▸ **Work to complete**:
Produce a perfect copy of the listing, matching each line.

*****

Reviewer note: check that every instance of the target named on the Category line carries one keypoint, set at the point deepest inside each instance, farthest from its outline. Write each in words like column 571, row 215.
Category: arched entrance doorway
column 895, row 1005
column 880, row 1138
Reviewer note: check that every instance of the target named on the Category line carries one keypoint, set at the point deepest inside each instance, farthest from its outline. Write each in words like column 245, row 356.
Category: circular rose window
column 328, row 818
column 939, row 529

*****

▸ **Result below**:
Reviewer note: check that every instance of the target named on the Category line carries one keypoint, set at the point deepest inside each instance, farthest from its outline. Write each in words like column 571, row 215.
Category: arched entrance doorway
column 895, row 1005
column 880, row 1138
Reviewer note: check that every instance of the target named on the Category line carries one keypoint, set at the point deepest inside each instance, farthest from its outline. Write each in words like column 245, row 356.
Category: circular rose window
column 328, row 818
column 939, row 529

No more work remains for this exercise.